課題 1:
本文に基づき、次の問いに答えてください。
(a) アンケートの有効回答企業数は何社か。
(b) 「テレワークを実施していない」企業の割合は何%か。
(c) テレワークを実施し「メリットの方が多い」とした企業の割合は何%か。
課題 2:
本文のうち、「企業がテレワークで感じたメリット・デメリットに関するアンケート」から「日、有効回答企業数は 1,837 社(インターネット調査)」までの部分を一字も変えずに書き写してください。

── 本文

企業がテレワークで感じたメリット・デメリットに関するアンケート
導入企業の経営者・管理職の52%が不満
~テレワークを実施していない企業は約6 割、企業規模・地域間に格差~
新型コロナウイルス(以下、新型コロナ)など感染症対策のほか、BCP(事業継続)対策のために在宅勤務やリモートワークなどテレワークが推奨されています。政府はこれまでテレワークの導入に係る経費について助成金や補助金制度を設けたほか、税制面での支援、特別貸付など特に中小企業に対しさまざまな支援策を実施してきました。また、各都道府県においても補助金制度のほか、無料テレワーク導入コンサルティングが実施されるなど、行政はテレワークに関する政策を積極的に推進しています。しかし、テレワークにおける課題点も聞かれます。そこで、帝国データバンクは、企業がテレワークで感じたメリット・デメリットについてアンケートを行いました。
※ アンケート期間は 2022 年 2 月 4 日~8 日、有効回答企業数は 1,837 社(インターネット調査)
<アンケート結果>
1. 31.5%の企業がテレワークを実施し、その 52.1%がデメリットの方が多いと感じる
テレワークを実施し、「メリットの方が多い」としている企業は15.1%であった一方、テレワークを実施しているが、「デメリットの方が多い」とした企業は 16.4%となり、テレワークを実施している企業のうち 52.1%の企業がデメリットの方が多いと感じています。合計 31.5%の企業がテレワークを実施している一方で、「テレワークを実施していない」企業は 61.5%となりました。

────
── 提示データ

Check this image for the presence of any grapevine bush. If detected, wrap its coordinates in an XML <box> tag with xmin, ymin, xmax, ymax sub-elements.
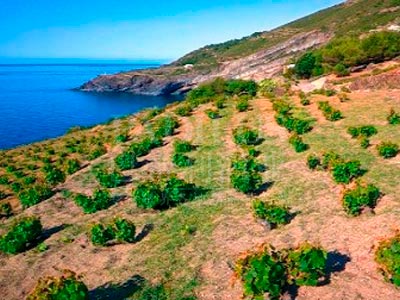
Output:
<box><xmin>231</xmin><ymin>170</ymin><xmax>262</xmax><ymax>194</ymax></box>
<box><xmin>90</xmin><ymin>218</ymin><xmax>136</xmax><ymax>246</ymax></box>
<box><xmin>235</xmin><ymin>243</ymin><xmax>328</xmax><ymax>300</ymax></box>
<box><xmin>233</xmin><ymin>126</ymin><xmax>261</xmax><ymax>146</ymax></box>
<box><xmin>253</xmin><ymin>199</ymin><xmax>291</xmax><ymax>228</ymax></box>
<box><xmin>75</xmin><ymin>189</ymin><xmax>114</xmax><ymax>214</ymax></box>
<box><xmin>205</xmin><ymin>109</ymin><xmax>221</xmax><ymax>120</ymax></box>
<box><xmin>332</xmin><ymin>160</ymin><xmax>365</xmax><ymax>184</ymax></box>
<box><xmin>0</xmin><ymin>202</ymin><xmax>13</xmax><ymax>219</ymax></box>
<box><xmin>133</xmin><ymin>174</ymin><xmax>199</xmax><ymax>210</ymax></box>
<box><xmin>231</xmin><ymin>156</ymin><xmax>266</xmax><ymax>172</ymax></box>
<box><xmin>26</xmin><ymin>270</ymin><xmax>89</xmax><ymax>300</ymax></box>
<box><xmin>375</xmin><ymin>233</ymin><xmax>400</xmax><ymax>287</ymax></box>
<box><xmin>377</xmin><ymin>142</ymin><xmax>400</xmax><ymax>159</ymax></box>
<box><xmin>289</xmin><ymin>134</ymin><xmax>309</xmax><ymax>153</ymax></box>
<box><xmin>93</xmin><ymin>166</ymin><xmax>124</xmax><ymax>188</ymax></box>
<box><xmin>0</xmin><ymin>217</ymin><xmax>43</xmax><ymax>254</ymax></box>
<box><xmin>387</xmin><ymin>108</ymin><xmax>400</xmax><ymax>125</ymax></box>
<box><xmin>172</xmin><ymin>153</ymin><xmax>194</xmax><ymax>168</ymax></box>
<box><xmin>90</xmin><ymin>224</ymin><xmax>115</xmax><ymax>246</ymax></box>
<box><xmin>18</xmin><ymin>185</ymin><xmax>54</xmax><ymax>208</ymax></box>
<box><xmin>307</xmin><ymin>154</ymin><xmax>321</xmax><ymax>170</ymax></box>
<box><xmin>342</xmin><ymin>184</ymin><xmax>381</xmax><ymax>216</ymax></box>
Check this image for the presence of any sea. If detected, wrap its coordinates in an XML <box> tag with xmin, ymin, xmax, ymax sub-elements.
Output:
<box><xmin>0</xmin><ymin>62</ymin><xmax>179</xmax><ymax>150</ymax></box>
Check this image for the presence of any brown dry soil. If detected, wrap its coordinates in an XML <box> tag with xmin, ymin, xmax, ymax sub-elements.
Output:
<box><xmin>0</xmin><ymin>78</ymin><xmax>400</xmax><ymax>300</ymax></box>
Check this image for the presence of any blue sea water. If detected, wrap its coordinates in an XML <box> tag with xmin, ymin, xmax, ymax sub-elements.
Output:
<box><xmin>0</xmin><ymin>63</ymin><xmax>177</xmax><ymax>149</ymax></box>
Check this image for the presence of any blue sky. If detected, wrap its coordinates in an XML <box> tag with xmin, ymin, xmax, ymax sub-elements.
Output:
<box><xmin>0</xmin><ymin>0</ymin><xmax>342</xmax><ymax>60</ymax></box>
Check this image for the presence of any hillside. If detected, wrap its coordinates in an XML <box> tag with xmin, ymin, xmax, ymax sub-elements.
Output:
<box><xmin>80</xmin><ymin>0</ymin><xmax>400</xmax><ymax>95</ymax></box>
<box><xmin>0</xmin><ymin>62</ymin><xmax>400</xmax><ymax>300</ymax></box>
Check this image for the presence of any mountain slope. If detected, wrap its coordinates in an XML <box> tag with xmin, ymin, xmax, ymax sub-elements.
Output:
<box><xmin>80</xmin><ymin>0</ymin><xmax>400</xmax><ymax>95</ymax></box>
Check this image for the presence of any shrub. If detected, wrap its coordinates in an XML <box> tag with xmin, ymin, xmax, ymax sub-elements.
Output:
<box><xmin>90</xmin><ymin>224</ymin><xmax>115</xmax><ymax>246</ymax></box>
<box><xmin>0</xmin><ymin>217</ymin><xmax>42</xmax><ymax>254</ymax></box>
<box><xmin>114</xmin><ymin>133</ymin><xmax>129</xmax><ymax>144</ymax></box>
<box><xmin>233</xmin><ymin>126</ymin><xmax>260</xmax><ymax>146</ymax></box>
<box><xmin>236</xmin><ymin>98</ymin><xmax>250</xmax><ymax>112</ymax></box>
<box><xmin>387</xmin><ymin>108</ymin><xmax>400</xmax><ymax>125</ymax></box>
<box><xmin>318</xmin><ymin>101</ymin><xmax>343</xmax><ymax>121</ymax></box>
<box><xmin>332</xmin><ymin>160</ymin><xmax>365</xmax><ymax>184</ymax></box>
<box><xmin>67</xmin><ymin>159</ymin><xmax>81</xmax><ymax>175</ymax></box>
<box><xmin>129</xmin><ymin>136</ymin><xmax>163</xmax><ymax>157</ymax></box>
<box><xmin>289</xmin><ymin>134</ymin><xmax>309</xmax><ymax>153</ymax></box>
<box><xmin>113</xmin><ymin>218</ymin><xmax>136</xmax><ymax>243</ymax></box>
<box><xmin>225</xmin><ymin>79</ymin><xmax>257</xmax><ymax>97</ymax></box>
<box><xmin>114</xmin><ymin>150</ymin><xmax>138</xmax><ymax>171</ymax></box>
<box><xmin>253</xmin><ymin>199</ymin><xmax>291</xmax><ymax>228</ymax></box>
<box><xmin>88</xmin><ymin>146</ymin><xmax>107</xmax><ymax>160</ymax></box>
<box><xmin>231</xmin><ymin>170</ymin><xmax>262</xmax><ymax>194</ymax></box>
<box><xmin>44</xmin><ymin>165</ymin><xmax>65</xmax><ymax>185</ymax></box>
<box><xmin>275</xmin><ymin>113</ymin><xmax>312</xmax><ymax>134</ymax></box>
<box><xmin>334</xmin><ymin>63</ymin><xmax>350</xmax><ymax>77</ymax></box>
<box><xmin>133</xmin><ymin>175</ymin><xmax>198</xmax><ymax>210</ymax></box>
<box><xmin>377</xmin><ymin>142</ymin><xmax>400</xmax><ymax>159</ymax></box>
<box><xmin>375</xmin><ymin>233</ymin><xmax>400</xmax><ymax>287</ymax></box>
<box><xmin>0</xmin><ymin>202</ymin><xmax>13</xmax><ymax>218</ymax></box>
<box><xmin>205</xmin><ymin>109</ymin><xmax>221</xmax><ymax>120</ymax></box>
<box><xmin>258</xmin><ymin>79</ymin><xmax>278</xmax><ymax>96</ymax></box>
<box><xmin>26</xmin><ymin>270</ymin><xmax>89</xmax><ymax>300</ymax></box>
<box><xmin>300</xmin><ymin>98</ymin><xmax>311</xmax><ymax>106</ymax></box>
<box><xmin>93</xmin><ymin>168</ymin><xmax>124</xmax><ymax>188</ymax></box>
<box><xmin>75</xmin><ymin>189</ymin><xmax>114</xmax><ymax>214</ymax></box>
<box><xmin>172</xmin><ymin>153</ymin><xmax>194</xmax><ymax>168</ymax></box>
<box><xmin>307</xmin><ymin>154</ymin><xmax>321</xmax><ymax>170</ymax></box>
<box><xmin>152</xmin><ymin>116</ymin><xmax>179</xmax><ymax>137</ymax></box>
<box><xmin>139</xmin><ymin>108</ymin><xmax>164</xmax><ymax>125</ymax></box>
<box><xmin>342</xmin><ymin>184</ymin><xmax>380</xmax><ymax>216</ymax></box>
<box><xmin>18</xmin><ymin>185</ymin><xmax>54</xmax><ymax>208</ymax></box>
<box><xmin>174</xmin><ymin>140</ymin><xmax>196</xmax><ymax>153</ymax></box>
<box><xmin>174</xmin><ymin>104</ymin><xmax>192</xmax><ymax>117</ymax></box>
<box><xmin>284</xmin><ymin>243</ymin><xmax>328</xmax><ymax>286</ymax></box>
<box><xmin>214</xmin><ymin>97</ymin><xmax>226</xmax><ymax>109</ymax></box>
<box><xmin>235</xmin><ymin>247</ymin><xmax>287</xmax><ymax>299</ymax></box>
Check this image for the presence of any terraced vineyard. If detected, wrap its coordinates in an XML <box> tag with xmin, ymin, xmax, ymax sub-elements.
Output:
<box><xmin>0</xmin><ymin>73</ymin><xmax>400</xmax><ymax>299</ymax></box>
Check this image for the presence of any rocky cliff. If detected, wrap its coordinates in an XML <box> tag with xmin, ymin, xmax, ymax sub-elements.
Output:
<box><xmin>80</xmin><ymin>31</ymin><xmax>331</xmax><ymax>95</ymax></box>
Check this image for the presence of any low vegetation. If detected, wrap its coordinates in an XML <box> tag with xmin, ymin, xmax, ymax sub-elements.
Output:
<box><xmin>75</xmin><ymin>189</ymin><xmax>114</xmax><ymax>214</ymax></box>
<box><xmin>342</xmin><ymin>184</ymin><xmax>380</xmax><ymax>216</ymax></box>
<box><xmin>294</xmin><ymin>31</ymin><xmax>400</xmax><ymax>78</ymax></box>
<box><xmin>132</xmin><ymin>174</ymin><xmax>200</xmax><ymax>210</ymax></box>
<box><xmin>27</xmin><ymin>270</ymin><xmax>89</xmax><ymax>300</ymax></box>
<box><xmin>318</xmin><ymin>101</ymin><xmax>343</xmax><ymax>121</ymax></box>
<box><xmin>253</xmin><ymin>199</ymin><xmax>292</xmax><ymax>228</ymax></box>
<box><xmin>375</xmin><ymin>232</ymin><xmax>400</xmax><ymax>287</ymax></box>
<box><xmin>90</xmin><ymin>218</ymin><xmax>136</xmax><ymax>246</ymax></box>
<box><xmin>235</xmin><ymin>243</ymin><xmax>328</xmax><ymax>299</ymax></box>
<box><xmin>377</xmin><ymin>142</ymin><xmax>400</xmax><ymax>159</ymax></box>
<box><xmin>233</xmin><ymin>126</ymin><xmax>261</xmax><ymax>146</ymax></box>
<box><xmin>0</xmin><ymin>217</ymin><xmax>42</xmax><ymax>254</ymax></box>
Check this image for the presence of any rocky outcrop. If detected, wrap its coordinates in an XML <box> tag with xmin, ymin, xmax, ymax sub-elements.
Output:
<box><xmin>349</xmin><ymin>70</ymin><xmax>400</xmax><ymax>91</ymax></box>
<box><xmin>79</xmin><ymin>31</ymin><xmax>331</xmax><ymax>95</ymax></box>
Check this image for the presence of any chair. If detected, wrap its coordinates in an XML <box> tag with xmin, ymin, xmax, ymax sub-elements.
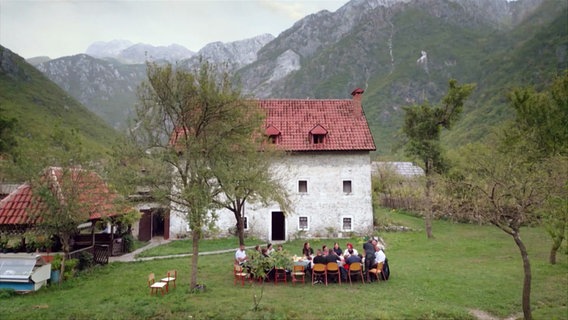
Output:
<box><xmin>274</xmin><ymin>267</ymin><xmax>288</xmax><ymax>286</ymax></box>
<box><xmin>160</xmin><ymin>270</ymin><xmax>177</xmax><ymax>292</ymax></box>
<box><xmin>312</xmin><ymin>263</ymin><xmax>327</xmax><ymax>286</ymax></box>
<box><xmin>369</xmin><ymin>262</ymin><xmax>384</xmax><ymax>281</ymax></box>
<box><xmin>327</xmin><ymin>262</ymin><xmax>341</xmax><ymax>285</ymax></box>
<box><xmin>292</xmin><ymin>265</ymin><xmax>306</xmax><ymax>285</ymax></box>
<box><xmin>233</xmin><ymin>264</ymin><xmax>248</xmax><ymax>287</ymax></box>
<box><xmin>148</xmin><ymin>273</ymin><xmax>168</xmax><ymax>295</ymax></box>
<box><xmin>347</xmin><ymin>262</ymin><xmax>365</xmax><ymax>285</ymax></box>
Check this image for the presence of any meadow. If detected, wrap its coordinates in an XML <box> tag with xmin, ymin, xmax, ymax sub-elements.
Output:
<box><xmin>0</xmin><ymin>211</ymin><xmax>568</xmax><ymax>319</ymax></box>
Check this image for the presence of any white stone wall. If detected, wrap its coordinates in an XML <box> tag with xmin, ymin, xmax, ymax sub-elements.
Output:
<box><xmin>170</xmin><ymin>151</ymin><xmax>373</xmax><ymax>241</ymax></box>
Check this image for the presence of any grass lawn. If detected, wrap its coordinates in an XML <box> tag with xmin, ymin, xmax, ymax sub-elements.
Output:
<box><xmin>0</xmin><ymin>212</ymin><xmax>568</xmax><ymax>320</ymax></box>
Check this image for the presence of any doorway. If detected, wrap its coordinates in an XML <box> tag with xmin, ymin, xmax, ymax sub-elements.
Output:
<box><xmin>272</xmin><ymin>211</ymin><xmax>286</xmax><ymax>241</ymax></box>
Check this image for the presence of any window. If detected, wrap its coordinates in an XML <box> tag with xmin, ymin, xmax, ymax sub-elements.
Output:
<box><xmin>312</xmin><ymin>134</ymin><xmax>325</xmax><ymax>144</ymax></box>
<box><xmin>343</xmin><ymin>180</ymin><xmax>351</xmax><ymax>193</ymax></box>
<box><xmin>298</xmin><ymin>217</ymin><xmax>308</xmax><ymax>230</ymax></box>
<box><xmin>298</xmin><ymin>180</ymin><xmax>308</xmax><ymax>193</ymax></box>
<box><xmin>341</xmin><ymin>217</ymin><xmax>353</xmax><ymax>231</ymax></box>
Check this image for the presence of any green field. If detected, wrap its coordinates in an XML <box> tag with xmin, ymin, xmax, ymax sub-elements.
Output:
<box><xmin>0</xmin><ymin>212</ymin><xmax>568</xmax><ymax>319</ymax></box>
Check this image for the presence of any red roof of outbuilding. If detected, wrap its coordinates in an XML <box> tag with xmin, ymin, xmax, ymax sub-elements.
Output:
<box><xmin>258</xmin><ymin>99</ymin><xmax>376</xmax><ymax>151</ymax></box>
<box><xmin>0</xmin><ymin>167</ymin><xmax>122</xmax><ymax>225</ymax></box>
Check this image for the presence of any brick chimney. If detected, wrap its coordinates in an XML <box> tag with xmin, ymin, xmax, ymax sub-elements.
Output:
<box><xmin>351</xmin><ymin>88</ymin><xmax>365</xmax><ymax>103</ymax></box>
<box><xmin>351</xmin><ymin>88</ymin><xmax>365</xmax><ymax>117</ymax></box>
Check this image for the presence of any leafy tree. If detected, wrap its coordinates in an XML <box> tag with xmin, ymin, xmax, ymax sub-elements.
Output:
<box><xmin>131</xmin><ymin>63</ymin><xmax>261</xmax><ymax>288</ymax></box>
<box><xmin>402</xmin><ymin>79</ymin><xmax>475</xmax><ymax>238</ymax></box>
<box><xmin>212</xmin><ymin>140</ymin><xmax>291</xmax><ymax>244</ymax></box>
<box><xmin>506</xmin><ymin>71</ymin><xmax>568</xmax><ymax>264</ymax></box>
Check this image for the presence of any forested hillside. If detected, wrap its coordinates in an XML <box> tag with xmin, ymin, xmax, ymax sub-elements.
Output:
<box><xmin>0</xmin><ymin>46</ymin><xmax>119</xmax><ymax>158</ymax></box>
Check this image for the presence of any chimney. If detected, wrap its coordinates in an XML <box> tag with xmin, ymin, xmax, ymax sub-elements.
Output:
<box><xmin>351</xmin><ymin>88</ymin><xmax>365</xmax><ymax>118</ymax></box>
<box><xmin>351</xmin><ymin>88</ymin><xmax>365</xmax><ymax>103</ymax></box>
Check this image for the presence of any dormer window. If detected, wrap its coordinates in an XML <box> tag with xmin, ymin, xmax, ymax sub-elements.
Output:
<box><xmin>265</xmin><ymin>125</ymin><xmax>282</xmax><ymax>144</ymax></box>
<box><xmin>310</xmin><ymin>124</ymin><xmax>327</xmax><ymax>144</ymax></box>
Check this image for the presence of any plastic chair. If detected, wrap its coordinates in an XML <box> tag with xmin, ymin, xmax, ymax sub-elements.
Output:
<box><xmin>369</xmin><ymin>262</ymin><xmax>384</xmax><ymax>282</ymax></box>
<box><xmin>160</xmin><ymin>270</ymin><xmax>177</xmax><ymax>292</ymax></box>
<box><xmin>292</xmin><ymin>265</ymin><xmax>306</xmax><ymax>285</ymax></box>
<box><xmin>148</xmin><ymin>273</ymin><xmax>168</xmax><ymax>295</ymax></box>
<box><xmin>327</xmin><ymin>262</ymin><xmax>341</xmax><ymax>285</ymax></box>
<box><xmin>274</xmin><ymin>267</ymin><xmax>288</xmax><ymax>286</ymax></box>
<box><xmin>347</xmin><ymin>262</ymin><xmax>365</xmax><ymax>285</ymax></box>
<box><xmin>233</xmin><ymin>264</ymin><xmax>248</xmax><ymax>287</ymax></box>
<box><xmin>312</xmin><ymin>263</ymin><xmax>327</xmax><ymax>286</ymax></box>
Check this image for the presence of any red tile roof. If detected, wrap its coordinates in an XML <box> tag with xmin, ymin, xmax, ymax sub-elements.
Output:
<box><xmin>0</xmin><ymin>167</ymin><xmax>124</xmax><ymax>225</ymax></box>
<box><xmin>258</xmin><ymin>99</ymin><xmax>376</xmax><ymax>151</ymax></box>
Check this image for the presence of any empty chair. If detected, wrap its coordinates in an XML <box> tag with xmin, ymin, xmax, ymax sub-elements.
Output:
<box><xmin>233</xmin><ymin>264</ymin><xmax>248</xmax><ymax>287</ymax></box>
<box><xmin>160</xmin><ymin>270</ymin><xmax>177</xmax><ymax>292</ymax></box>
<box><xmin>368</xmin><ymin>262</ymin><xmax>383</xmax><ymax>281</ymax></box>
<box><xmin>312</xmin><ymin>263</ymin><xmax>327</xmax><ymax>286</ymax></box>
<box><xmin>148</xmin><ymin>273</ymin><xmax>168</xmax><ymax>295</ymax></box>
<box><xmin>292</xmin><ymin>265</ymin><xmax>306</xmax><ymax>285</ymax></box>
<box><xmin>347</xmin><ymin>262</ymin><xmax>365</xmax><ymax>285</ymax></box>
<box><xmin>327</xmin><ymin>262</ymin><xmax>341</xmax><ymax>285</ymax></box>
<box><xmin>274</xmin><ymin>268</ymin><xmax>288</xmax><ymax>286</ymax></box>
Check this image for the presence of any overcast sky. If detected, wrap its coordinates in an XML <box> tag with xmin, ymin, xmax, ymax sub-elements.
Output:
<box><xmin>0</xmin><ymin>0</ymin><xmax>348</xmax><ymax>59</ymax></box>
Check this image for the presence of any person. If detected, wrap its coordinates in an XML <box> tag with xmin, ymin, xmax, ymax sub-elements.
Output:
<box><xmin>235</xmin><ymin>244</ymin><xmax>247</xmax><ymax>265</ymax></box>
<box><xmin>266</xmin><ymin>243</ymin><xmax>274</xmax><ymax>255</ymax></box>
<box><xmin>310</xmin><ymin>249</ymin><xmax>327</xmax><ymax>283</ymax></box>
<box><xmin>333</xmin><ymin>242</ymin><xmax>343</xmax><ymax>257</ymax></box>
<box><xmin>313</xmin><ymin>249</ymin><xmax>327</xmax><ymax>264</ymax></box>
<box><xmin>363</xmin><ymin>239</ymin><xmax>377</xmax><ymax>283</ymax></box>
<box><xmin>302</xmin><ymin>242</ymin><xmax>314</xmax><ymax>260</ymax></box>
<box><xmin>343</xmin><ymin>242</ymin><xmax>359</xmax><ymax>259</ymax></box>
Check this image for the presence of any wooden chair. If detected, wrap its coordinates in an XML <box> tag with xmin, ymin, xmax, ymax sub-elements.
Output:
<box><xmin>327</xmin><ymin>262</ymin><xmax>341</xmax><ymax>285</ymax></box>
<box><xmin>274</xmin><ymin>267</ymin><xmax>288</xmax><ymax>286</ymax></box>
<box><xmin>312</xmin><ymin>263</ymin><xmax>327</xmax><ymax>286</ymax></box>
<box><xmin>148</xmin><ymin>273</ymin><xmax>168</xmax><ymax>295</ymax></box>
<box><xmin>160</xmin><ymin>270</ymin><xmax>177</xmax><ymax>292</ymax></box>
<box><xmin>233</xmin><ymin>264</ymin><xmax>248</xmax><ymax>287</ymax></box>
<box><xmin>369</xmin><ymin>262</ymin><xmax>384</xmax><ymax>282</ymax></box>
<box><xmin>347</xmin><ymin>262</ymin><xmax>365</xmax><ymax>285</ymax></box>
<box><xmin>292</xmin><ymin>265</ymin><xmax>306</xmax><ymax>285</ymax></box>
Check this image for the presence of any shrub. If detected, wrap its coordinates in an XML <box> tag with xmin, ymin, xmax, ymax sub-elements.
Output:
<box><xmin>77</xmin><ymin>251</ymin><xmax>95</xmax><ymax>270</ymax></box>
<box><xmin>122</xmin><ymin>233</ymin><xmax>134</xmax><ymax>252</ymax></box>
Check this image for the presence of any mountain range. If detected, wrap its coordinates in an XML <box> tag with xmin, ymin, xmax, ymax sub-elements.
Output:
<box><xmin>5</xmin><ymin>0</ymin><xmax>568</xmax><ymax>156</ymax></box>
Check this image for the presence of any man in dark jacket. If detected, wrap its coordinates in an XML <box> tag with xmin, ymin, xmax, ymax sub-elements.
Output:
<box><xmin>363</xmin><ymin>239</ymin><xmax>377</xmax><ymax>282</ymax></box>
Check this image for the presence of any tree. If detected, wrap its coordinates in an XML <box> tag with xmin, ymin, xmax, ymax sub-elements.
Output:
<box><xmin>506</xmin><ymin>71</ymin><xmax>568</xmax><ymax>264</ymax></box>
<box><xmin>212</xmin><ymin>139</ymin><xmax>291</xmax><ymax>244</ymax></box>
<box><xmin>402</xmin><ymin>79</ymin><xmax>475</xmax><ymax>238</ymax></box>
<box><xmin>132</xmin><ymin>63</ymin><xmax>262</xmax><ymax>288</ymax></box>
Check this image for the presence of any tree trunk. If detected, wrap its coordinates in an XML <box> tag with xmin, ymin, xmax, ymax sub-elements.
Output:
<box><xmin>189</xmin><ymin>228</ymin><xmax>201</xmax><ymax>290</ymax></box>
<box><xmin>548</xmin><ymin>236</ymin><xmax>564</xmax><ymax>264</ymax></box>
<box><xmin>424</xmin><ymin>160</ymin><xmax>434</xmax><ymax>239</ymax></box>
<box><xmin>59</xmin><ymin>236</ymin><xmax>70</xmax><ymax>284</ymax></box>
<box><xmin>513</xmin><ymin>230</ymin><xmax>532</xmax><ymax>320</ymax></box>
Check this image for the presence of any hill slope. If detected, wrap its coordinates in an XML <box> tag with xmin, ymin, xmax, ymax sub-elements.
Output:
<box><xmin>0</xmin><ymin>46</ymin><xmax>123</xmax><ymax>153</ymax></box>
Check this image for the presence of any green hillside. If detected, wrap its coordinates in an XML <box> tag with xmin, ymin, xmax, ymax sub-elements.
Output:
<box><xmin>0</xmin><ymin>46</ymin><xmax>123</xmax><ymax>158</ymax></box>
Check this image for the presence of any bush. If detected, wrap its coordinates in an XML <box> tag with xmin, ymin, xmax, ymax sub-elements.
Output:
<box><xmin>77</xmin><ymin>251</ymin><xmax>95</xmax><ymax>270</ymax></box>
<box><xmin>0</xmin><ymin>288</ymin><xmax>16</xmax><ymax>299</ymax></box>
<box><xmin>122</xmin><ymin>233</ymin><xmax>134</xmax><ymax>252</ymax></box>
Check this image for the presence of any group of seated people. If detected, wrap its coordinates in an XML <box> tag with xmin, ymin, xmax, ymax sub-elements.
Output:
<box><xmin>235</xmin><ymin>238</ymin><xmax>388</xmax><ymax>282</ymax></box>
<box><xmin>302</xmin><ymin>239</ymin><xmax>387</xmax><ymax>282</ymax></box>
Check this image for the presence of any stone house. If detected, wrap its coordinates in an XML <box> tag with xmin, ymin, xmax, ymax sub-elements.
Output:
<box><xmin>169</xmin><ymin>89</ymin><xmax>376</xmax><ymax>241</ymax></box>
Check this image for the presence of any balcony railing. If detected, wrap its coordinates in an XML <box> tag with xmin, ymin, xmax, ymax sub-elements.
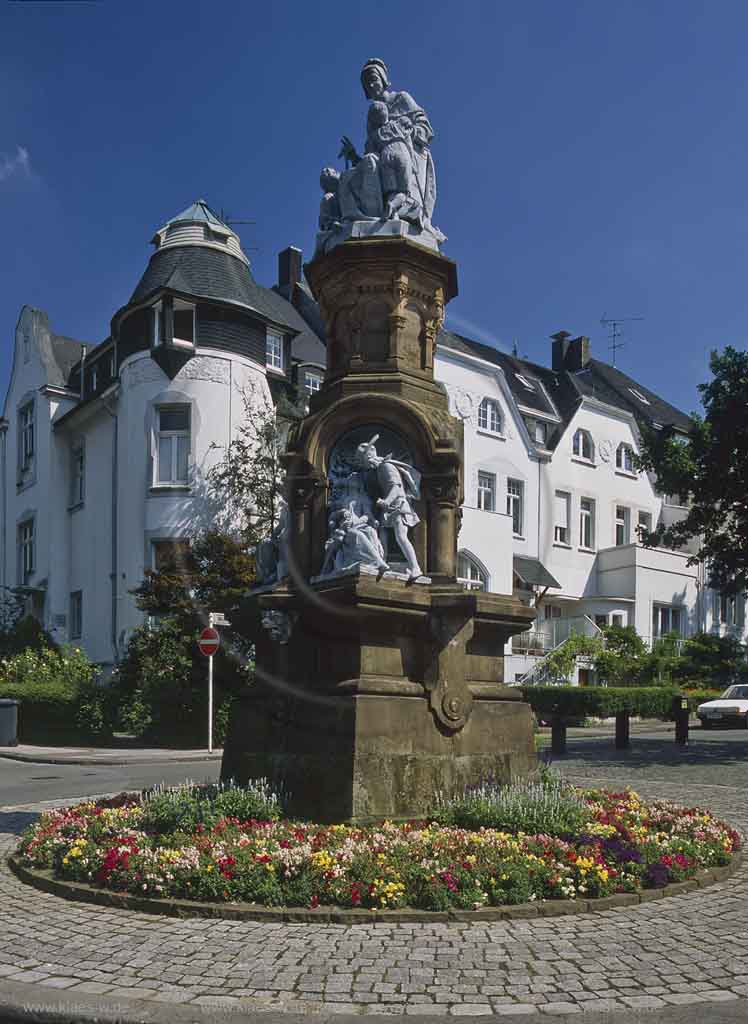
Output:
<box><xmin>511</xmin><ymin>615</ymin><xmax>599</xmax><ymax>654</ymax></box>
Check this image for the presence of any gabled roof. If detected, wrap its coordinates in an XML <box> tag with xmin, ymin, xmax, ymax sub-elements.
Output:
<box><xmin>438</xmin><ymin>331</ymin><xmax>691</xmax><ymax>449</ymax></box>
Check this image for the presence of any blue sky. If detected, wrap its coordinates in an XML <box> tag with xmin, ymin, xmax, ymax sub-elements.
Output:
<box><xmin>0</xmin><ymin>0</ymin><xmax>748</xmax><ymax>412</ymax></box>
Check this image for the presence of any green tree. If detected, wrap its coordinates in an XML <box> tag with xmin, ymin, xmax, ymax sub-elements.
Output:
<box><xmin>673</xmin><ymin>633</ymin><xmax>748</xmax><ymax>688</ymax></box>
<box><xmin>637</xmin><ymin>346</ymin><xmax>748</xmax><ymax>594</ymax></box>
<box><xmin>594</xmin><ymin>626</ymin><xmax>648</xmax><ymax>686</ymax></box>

────

解答 1:
(a) 1,837社
(b) 61.5%
(c) 15.1%

解答 2:
企業がテレワークで感じたメリット・デメリットに関するアンケート
導入企業の経営者・管理職の52%が不満
~テレワークを実施していない企業は約6 割、企業規模・地域間に格差~
新型コロナウイルス(以下、新型コロナ)など感染症対策のほか、BCP(事業継続)対策のために在宅勤務やリモートワークなどテレワークが推奨されています。政府はこれまでテレワークの導入に係る経費について助成金や補助金制度を設けたほか、税制面での支援、特別貸付など特に中小企業に対しさまざまな支援策を実施してきました。また、各都道府県においても補助金制度のほか、無料テレワーク導入コンサルティングが実施されるなど、行政はテレワークに関する政策を積極的に推進しています。しかし、テレワークにおける課題点も聞かれます。そこで、帝国データバンクは、企業がテレワークで感じたメリット・デメリットについてアンケートを行いました。
※ アンケート期間は 2022 年 2 月 4 日~8 日、有効回答企業数は 1,837 社(インターネット調査)